**What is expected**
What you output should match the data below exactly.

**Source data**
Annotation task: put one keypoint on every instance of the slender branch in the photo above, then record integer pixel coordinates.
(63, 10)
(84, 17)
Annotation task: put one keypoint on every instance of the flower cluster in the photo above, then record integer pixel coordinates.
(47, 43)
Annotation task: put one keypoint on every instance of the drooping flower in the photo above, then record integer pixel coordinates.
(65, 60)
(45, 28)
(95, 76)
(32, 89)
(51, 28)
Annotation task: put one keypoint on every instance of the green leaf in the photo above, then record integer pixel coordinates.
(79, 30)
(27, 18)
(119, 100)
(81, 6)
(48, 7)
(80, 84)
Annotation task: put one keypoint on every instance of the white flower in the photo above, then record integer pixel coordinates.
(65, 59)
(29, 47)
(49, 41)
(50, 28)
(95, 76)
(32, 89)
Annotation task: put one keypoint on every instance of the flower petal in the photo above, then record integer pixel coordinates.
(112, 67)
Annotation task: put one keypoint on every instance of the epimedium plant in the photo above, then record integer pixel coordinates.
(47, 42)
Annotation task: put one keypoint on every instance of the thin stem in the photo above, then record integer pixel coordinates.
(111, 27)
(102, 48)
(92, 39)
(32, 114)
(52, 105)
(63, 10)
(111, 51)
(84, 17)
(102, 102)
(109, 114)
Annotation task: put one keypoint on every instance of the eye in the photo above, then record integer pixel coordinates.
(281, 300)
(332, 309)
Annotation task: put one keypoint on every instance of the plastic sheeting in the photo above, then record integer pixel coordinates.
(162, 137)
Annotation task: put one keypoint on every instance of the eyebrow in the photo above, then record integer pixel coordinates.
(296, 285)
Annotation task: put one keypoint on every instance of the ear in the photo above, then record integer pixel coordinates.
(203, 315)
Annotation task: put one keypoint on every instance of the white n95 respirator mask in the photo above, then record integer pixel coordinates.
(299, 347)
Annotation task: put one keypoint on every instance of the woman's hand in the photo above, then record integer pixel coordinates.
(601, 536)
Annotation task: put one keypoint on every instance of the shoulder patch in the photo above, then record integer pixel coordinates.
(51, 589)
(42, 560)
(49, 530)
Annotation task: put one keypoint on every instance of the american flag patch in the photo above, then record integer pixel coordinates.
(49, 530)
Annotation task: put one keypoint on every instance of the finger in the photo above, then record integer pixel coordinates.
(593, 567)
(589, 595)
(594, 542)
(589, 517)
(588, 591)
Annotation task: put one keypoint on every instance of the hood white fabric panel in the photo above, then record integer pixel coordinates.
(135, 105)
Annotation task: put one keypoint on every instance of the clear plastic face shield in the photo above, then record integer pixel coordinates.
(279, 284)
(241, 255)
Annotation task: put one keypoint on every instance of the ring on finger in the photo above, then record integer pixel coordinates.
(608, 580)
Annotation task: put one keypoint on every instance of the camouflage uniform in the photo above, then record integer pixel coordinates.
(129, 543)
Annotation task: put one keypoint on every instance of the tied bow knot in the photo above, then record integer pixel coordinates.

**Finished exercise**
Annotation task: put one keypoint on every instance of the slender branch in the photo above, then record integer pixel coordinates.
(63, 10)
(84, 17)
Annotation task: put one keypoint on every instance of the flower cluster in the photo above, then record integer pixel coordinates.
(47, 43)
Annotation task: put one keypoint on every instance of the drooping flower in the photo above, then record integer pixel coordinates.
(65, 60)
(45, 28)
(95, 76)
(32, 89)
(51, 28)
Annotation task: put one keypoint on every instance of the green leaf in the photo above, then record integer pixel coordinates.
(79, 30)
(27, 18)
(119, 100)
(81, 6)
(48, 7)
(80, 84)
Annotation task: put one keypoint on every instance of the white flower in the photo above, then record integer pixel coordinates.
(65, 59)
(29, 47)
(49, 41)
(50, 28)
(95, 76)
(32, 89)
Annotation task: put one keypoint on every instance of the flower petal in the photo above, then record integer pixel coordinates.
(112, 67)
Annotation task: put one keypoint on every instance of the epimedium plant in the photo above, then record integer pixel coordinates.
(47, 42)
Annotation task: put one keypoint on every instance of the thin stem in the photo above, then record integer pixel coordinates.
(111, 27)
(102, 48)
(92, 39)
(32, 114)
(52, 105)
(63, 10)
(111, 51)
(84, 17)
(102, 102)
(109, 114)
Annotation task: put one keypoint on every instance of the eye in the photo above, then record integer pixel coordinates.
(281, 300)
(332, 309)
Annotation task: put one keypoint on every instance of the plastic sheeting in the photo above, then record integer pixel coordinates.
(162, 137)
Annotation task: put one keypoint on every instance of the eyebrow in the photo above, then record integer pixel coordinates.
(296, 285)
Annotation task: put one keypoint on every instance of the ear in the photo above, then record integer pixel coordinates.
(203, 315)
Annotation task: put one keypoint on every instance of the white n95 respirator mask in the photo above, then record integer pixel coordinates.
(299, 347)
Annotation task: put one keypoint on every instance of the woman's hand in the photo above, then record integer pixel coordinates.
(601, 536)
Annotation task: put one keypoint on every instance of the shoulder patch in the photo above, then record integer pixel coordinates.
(51, 589)
(42, 560)
(49, 530)
Annotation task: put one keypoint on every instance of the american flag patch in the photo above, then record integer pixel coordinates.
(49, 530)
Annotation task: put one keypoint on every instance of the finger in the photo above, then record integer pixel coordinates.
(593, 567)
(589, 595)
(594, 542)
(589, 517)
(588, 591)
Annotation task: put one keypoint on every instance of the hood white fabric panel in the photo above, then record integer pixel coordinates.
(135, 105)
Annotation task: put one keypoint on every instance of the clear plastic face shield in the photo above, then record integer pixel coordinates.
(279, 284)
(241, 255)
Annotation task: put one keypoint on every instance of the ring on finger in the photo above, then record integer pixel coordinates.
(608, 580)
Annotation task: put one keypoint on every instance of the camouflage uniform in the photo above, then record integer pixel coordinates.
(129, 543)
Annotation task: put one keypoint on every instance of the tied bow knot in the photo above, then record integer pixel coordinates.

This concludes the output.